• [CONSIGNES]
a) Dressez la liste des personnes que le texte sur la créativité et la durabilité nomme comme ayant revisité ou mis en scène les productions de la scène lyrique genevoise.
b) Reprenez le texte sur la créativité et la durabilité à la suite de sa dernière phrase.

• [TEXTE RETENU]
· · · · ·

Créativité et durabilité: quelle voie suivre?

– 

Réchauffement climatique, taux de CO2, déplacements et activités fortement réduits en raison de la pandémie du Covid-19… la culture est sous pression pour faire autrement. La question suivante se pose : l’exigence écologique est-elle un risque ou une opportunité pour la créativité ?

La question est particulièrement pertinente dans les arts de la scène, à l’inverse des arts plastiques et de l’architecture où tout se conserve. En effet, quoi de plus éphémère qu’une représentation théâtrale, une performance ou un lever de rideau à l’opéra ? Il est essentiel pour des acteurs·trices culturel·le·s et les grandes institutions de développer une stratégie écologique, avec un plan d’action intégrant économies d’énergie, emploi raisonné des transports polluants, recyclage des moyens employés (par exemple aux décors et costumes). On peut citer à cet égard le projet PAROS de la Ville de Genève, qui réfléchit à mutualiser les accessoires et costumes parmi plusieurs acteurs comme Vidy, la RTS, la Comédie et nous. Le Grand Théâtre de Genève applique déjà un certain nombre de mesures et a entamé une réflexion plus large, comme un point central de sa démarche : l’identification des matières employées pour les décors, la réduction du plastique, le contrôle auprès de nos fournisseurs et le recours aux ressources énergétiques alternatives. De la même manière, la scène lyrique genevoise développe d’importants moyens pour diffuser mondialement des productions qui auraient été autrement annulées à cause de la pandémie, par exemple Pelléas et Mélisande revisité par Sidi Larbi Cherkaoui, Damien Jalet et Marina Abramović et La Clémence de Titus mise en scène par la figure suisse du théâtre européen Milo Rau.

Pour autant, il faut avoir le courage d’affirmer que la créativité, la qualité artistique, la nécessité de se réinventer impliquent des acquisitions, de nouveaux matériaux, de l’énergie, une bonne dose de risque, le tout au service du processus créatif. À plus forte raison qu’en Suisse Romande, la plupart des scènes ont une forte identité de stagione et non de répertoire. On ne peut pas jouer éternellement les mêmes œuvres, dans les mêmes décors, avec les mêmes idées, portées par d’anciens créateurs·trices, sinon l’opéra –comme les autres arts de la scène– se transformera en musée coupé du monde contemporain et de ses enjeux. Il deviendra la tour d’ivoire réservée à quelques nostalgiques, ce dont personne ne veut.

· · · · ·

• [MATÉRIEL PRÉSENTÉ]
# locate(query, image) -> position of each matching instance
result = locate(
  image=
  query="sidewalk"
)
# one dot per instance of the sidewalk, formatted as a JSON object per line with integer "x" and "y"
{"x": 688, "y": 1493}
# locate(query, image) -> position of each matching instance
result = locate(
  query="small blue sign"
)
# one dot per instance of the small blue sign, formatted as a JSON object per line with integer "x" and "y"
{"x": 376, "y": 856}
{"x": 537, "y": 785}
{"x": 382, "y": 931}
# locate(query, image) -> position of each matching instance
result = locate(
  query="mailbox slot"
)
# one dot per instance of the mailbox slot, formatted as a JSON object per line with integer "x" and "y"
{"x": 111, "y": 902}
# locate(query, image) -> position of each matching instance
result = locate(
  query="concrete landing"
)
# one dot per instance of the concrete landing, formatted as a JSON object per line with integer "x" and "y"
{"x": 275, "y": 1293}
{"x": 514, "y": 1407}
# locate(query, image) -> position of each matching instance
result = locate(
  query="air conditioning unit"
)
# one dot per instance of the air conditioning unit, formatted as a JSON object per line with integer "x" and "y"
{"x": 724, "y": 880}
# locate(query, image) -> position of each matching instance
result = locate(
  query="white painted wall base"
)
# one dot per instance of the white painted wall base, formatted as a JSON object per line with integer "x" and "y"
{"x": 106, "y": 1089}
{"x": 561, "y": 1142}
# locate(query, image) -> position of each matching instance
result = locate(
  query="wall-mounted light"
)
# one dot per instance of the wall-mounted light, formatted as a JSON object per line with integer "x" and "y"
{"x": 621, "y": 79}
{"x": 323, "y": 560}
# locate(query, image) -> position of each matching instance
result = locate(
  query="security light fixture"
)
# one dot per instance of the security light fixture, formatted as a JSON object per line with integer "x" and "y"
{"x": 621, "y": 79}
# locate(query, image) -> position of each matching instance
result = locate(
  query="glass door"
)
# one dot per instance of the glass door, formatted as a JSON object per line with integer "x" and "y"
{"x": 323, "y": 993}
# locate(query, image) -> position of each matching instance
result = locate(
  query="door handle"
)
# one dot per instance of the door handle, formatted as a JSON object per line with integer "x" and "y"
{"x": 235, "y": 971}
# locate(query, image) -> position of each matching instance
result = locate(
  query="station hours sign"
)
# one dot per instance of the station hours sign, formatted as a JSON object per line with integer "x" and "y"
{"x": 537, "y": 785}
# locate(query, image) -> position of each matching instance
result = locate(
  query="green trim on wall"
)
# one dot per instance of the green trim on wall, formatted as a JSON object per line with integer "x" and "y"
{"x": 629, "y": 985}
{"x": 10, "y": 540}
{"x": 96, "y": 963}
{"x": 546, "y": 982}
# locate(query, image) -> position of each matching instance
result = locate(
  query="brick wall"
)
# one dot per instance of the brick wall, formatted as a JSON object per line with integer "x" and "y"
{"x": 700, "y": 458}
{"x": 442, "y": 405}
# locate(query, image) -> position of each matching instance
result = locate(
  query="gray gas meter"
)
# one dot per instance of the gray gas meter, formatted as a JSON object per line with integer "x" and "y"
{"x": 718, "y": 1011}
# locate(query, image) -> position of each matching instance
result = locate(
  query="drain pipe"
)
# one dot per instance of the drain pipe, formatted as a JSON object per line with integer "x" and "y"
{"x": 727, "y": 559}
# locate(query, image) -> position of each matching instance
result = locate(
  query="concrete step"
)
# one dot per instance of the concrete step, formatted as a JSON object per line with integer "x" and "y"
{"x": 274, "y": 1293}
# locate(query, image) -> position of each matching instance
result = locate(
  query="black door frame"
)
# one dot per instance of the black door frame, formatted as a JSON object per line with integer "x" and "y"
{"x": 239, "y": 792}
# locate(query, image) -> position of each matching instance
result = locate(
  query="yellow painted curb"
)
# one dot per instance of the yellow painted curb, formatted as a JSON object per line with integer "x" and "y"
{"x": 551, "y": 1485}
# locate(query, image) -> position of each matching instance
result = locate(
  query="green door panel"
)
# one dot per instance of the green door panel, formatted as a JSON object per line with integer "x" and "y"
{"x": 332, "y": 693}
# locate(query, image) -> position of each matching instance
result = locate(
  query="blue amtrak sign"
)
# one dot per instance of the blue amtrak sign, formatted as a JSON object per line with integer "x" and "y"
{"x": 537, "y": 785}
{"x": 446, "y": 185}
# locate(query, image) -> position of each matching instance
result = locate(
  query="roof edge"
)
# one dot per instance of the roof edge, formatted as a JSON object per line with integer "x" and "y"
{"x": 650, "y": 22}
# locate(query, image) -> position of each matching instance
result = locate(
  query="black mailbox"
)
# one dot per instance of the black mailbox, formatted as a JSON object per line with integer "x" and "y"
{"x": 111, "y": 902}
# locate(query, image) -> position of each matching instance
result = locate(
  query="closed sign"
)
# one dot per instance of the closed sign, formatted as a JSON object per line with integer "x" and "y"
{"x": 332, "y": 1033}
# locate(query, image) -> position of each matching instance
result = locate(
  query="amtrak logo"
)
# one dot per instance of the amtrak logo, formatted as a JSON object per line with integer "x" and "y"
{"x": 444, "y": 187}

· · · · ·

• [RÉPONSES AUX CONSIGNES]
a) Sidi Larbi Cherkaoui, Damien Jalet, Marina Abramović, Milo Rau

b)
FAIRE PLUS AVEC MOINS

Il faut souligner ici une certaine hypocrisie, qui consiste à réclamer de la culture qu’elle fasse toujours plus avec moins. « Soyez créatifs, attirez un public diversifié, faites rayonner votre institution à l’international » s’entend-on dire. Dans le même temps, on exerce une pression technocratique, règlementaire, financière et maintenant écologique. C’est important : il faut exister pour et selon les règles de notre temps. Mais il faut être aussi réaliste et avoir la créativité au centre de notre attention.

À son arrivée au NTGent, Milo Rau a d’ailleurs publié son Manifeste de Gand, dont l’un des dix points demande que « Chaque production doi[ve] être montrée dans au moins dix endroits dans au moins trois pays. Aucune production ne peut être retirée du répertoire NTGent avant que ce nombre ait été atteint. » Une ambition juste et pertinente. Les institutions culturelles sont comptables de l’argent public et responsables socialement et écologiquement, mais ce qu’on leur demande et ce qu’elles veulent faire avant tout c’est imaginer, inventer et créer.